- Your task -
Reproduce the stretch of lines from the beginning through the one containing "63 190 L 209", switching "swell" to "groundswell" and changing nothing else. Leave the pictures out.

- Given information -
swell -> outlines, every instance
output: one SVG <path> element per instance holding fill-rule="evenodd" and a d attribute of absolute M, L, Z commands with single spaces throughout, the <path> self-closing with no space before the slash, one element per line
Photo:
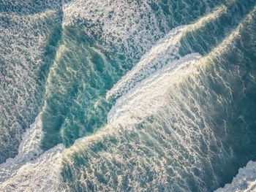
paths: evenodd
<path fill-rule="evenodd" d="M 61 22 L 58 10 L 17 14 L 7 3 L 1 2 L 5 11 L 0 13 L 1 163 L 17 155 L 22 133 L 39 112 Z"/>
<path fill-rule="evenodd" d="M 63 190 L 209 191 L 230 183 L 256 156 L 255 18 L 254 7 L 208 54 L 120 97 L 109 124 L 64 153 Z"/>
<path fill-rule="evenodd" d="M 100 1 L 86 3 L 74 1 L 67 4 L 64 8 L 64 34 L 61 38 L 55 66 L 46 85 L 48 93 L 45 94 L 42 115 L 43 129 L 46 133 L 42 148 L 45 150 L 59 142 L 70 146 L 75 139 L 90 135 L 104 126 L 107 123 L 108 112 L 115 101 L 115 99 L 109 99 L 111 97 L 110 93 L 114 89 L 109 91 L 172 26 L 159 23 L 159 19 L 154 18 L 155 12 L 151 7 L 148 7 L 146 2 L 120 1 L 119 4 L 110 3 L 108 6 L 106 3 Z M 244 7 L 244 9 L 237 16 L 232 17 L 232 13 L 239 6 Z M 180 42 L 178 38 L 176 44 L 182 44 L 182 49 L 175 47 L 178 45 L 173 43 L 167 46 L 165 50 L 161 50 L 161 54 L 165 54 L 166 60 L 170 60 L 169 53 L 173 54 L 172 59 L 175 59 L 178 58 L 179 55 L 184 56 L 197 52 L 192 47 L 194 41 L 204 38 L 204 36 L 196 37 L 195 34 L 200 31 L 203 34 L 214 26 L 217 30 L 212 33 L 216 34 L 213 35 L 216 38 L 209 39 L 209 42 L 208 39 L 203 41 L 207 44 L 211 43 L 213 48 L 239 23 L 248 12 L 249 6 L 246 2 L 240 4 L 237 1 L 231 1 L 225 6 L 215 7 L 216 10 L 212 14 L 209 13 L 196 20 L 195 24 L 187 26 L 187 32 L 184 32 L 182 38 L 180 37 Z M 95 13 L 91 14 L 93 10 L 95 10 Z M 146 11 L 151 15 L 148 15 Z M 168 16 L 167 14 L 165 17 Z M 176 19 L 174 16 L 170 18 L 173 22 Z M 225 19 L 232 22 L 229 25 L 225 23 L 222 26 L 220 21 Z M 184 18 L 183 22 L 186 23 L 191 20 L 190 18 L 187 20 Z M 121 21 L 124 25 L 119 24 Z M 159 25 L 159 28 L 157 23 Z M 162 24 L 164 26 L 162 26 Z M 161 30 L 162 27 L 165 28 L 164 31 Z M 152 36 L 153 34 L 157 35 Z M 208 35 L 208 32 L 206 34 Z M 167 36 L 165 38 L 168 39 Z M 188 42 L 187 39 L 189 38 L 192 38 L 192 41 Z M 136 39 L 136 42 L 132 39 Z M 186 45 L 183 45 L 184 42 Z M 184 47 L 186 46 L 188 49 L 185 53 Z M 211 50 L 208 49 L 198 51 L 204 55 Z M 152 62 L 145 61 L 145 58 L 142 58 L 140 63 L 148 62 L 150 64 L 148 67 L 152 66 L 156 68 L 154 70 L 157 70 L 157 67 L 161 68 L 165 62 L 167 62 L 165 58 Z M 135 84 L 133 82 L 144 78 L 142 74 L 140 72 L 136 72 L 140 77 L 135 75 L 131 82 L 128 80 L 129 82 L 124 85 L 124 89 L 129 90 L 130 85 Z M 122 93 L 122 89 L 120 88 L 120 93 Z M 116 92 L 118 91 L 118 88 Z M 120 93 L 117 94 L 120 96 Z M 78 112 L 80 111 L 83 112 Z"/>

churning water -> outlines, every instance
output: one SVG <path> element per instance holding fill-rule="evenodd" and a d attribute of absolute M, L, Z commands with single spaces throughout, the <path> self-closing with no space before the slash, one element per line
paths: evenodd
<path fill-rule="evenodd" d="M 256 1 L 0 1 L 1 191 L 256 191 Z"/>

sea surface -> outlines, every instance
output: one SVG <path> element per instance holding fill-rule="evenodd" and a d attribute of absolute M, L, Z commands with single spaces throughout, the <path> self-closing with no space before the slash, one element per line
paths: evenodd
<path fill-rule="evenodd" d="M 256 191 L 256 0 L 0 0 L 0 191 Z"/>

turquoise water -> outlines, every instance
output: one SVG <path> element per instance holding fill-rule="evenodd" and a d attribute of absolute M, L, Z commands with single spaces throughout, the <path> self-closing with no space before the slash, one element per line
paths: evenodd
<path fill-rule="evenodd" d="M 255 189 L 255 1 L 0 7 L 3 191 Z"/>

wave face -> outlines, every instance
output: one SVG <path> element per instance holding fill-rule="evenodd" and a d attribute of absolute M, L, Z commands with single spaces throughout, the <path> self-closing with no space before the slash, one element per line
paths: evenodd
<path fill-rule="evenodd" d="M 255 1 L 4 1 L 0 31 L 0 191 L 256 190 Z"/>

- Solved problem -
groundswell -> outlines, every instance
output: one SVG <path> element per instance holding fill-rule="evenodd" and a d attribute of absolute M, L, Z commands with single spaces throughout, the <path> self-closing with no space before the slash, one element per line
Photo:
paths: evenodd
<path fill-rule="evenodd" d="M 61 22 L 58 10 L 17 14 L 7 3 L 1 2 L 5 11 L 0 13 L 1 163 L 17 155 L 22 133 L 39 112 Z"/>
<path fill-rule="evenodd" d="M 63 190 L 209 191 L 230 183 L 256 156 L 255 18 L 254 7 L 208 54 L 120 97 L 109 124 L 64 153 Z"/>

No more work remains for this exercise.